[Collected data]
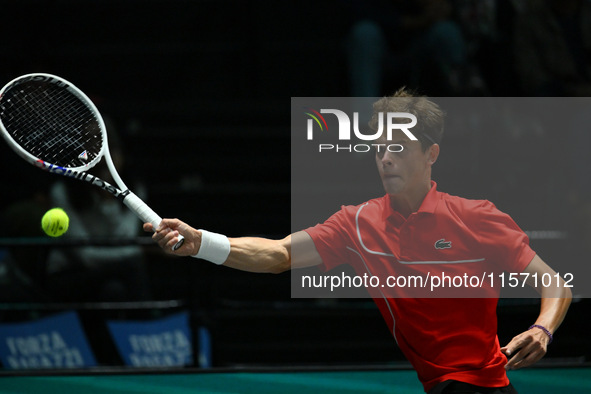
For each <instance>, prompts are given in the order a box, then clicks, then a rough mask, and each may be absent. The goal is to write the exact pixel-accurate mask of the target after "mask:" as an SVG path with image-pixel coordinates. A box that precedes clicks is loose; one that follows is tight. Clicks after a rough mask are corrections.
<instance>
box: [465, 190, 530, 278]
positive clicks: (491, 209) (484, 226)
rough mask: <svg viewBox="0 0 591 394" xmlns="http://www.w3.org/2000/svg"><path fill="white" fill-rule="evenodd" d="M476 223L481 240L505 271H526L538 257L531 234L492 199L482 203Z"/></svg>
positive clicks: (478, 233)
mask: <svg viewBox="0 0 591 394" xmlns="http://www.w3.org/2000/svg"><path fill="white" fill-rule="evenodd" d="M476 225H477V228H478V232H477V234H478V236H479V238H480V243H481V244H482V245H483V246H484V248H485V250H486V252H487V255H488V256H491V258H492V259H493V261H494V262H495V263H496V264H498V266H499V268H501V269H502V270H504V271H507V272H522V271H523V270H524V269H525V268H526V267H527V265H528V264H529V263H530V262H531V260H532V259H533V258H534V256H535V254H536V253H535V252H534V251H533V250H532V249H531V247H530V246H529V238H528V236H527V234H525V232H524V231H523V230H522V229H521V228H519V226H518V225H517V223H515V221H514V220H513V219H512V218H511V216H509V215H507V214H506V213H504V212H501V211H500V210H498V209H497V208H496V207H495V205H494V204H493V203H491V202H490V201H483V202H482V205H481V207H480V209H478V215H477V223H476Z"/></svg>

## WHAT YOU SHOULD DO
Only the last part of the entries above is needed: please copy the line with "rough mask: <svg" and each line after it exactly.

## OUTPUT OF THE TASK
rough mask: <svg viewBox="0 0 591 394" xmlns="http://www.w3.org/2000/svg"><path fill="white" fill-rule="evenodd" d="M476 223L481 240L505 271H526L538 257L531 234L492 199L482 203Z"/></svg>
positive clicks: (478, 233)
mask: <svg viewBox="0 0 591 394" xmlns="http://www.w3.org/2000/svg"><path fill="white" fill-rule="evenodd" d="M476 225H477V228H478V232H477V234H478V236H479V238H480V243H481V244H482V245H483V246H484V248H485V250H486V252H487V255H488V256H491V258H492V259H493V261H494V262H495V263H496V264H498V266H499V268H501V269H502V270H504V271H507V272H522V271H523V270H524V269H525V268H526V267H527V265H528V264H529V263H530V262H531V260H532V259H533V258H534V256H535V254H536V253H535V252H534V251H533V250H532V249H531V247H530V246H529V238H528V236H527V234H525V232H524V231H523V230H522V229H521V228H519V226H518V225H517V223H515V221H514V220H513V219H512V218H511V216H509V215H507V214H506V213H504V212H501V211H500V210H498V209H497V208H496V207H495V205H494V204H493V203H491V202H490V201H483V202H482V205H481V207H480V209H478V215H477V223H476Z"/></svg>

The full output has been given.